§ **EXERCISE BRIEF**: Write out every record exactly as it appears. Skip the pictures.

***** AVAILABLE DATA

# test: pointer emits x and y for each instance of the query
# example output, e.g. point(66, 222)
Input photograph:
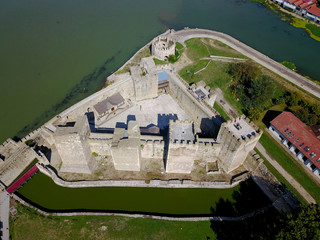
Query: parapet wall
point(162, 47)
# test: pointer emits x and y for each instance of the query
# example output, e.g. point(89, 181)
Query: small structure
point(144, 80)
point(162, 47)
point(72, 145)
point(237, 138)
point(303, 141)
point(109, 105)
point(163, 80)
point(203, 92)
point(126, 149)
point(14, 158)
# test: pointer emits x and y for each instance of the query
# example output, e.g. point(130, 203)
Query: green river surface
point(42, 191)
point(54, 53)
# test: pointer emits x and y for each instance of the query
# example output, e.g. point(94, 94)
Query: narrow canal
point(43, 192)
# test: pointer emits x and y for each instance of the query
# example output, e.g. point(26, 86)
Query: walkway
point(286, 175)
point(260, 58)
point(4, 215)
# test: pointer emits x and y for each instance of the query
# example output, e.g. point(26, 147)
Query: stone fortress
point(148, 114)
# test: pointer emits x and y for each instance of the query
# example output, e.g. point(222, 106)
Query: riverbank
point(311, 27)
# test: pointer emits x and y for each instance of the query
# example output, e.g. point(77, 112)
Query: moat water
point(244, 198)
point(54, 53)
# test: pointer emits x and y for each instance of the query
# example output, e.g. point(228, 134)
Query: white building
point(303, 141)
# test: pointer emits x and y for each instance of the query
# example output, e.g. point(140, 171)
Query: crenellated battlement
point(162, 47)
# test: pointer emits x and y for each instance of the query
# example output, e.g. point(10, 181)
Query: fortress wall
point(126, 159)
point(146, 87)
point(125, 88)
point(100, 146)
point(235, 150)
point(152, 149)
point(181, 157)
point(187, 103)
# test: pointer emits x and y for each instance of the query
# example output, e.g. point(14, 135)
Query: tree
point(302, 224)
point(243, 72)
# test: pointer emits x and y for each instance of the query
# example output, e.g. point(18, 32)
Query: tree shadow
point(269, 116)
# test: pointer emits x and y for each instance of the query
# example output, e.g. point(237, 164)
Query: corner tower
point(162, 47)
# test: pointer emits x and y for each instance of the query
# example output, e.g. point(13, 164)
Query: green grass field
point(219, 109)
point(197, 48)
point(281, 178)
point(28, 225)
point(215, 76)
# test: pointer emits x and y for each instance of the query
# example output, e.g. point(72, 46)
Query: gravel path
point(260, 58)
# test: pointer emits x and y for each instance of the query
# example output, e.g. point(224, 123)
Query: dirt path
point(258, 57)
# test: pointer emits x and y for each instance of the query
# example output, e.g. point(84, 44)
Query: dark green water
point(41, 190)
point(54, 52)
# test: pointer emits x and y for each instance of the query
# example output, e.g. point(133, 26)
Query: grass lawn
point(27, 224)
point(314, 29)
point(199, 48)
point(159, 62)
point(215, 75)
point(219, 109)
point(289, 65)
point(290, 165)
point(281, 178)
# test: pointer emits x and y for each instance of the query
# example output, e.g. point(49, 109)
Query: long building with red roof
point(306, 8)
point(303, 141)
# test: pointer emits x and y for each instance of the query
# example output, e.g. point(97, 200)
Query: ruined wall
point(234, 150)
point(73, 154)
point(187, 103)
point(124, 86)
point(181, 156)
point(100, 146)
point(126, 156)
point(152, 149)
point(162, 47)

**********

§ **TASK ANSWER**:
# test: pointer emits x and y for each instance of the query
# example output, e.g. point(66, 222)
Input photograph:
Query: parapet wall
point(162, 47)
# test: pointer emits x and y for each instance of the query
# example output, e.g. point(89, 181)
Query: small structure
point(144, 80)
point(162, 47)
point(72, 145)
point(237, 138)
point(303, 141)
point(109, 105)
point(163, 80)
point(203, 92)
point(126, 149)
point(14, 158)
# test: pointer emits x and y for each instance of the query
# example output, e.g. point(130, 203)
Query: green river surface
point(42, 191)
point(54, 53)
# test: pointer emits x and y for each instance of the query
# example output, e.g. point(94, 94)
Query: narrow canal
point(43, 192)
# test: pointer emits x and y for each instance of the query
# example output, e.g. point(26, 86)
Query: walkway
point(286, 175)
point(260, 58)
point(4, 215)
# test: pointer emits x and y for each instance of the query
# example output, e.g. point(26, 147)
Query: stone fortress
point(148, 114)
# test: pointer emits x and y for each instance of the query
# example output, e.g. point(222, 106)
Query: riverbank
point(311, 27)
# test: pointer emits x and y for each instance of the query
# example output, e.g. point(77, 112)
Query: moat water
point(244, 198)
point(54, 53)
# test: pointer emits x and y for each instance of the query
# example output, e.g. point(228, 134)
Query: white building
point(303, 141)
# test: pointer emits x and y for each instance of the query
# example output, e.g. point(140, 171)
Query: crenellated battlement
point(162, 47)
# test: pointer emits x and y for each instance of the query
# example output, e.g. point(10, 181)
Query: fortress wall
point(126, 159)
point(146, 87)
point(125, 88)
point(100, 146)
point(235, 150)
point(152, 149)
point(181, 157)
point(187, 103)
# test: pointer emits x and y for each instance of the query
# example output, e.g. point(14, 135)
Query: tree
point(302, 224)
point(243, 72)
# test: pointer emits x and y for each instance of the query
# example output, e.g. point(18, 32)
Query: tree shadow
point(269, 116)
# test: pointer emits x and y for each instance of the query
# example output, e.g. point(237, 164)
Query: corner tower
point(162, 47)
# test: pointer emits x and y for each instance of the query
# example output, e.g. point(13, 164)
Query: green grass field
point(219, 109)
point(197, 48)
point(281, 178)
point(28, 225)
point(215, 76)
# test: pointer emits x and y for each instance of the query
# example output, e.g. point(72, 46)
Query: gravel path
point(260, 58)
# test: pointer emits x and y for each instance of the query
# example output, e.g. point(224, 123)
Query: dirt path
point(258, 57)
# test: pointer emits x and y for each instance of the query
# example output, e.g. point(84, 44)
Query: dark green water
point(41, 190)
point(54, 52)
# test: pointer emits x and y for each instance of the query
# example output, e.g. point(133, 26)
Query: grass lawn
point(27, 224)
point(314, 29)
point(199, 48)
point(159, 62)
point(215, 75)
point(219, 109)
point(289, 65)
point(290, 165)
point(281, 178)
# test: pointer emits x and y for each instance of the query
# example output, e.g. point(49, 109)
Query: long building with red roof
point(306, 8)
point(303, 141)
# test: pointer emits x and y for each instance of the query
# example output, e.g. point(97, 200)
Query: ruined wall
point(234, 150)
point(73, 154)
point(187, 103)
point(124, 86)
point(181, 156)
point(100, 146)
point(126, 156)
point(152, 149)
point(162, 47)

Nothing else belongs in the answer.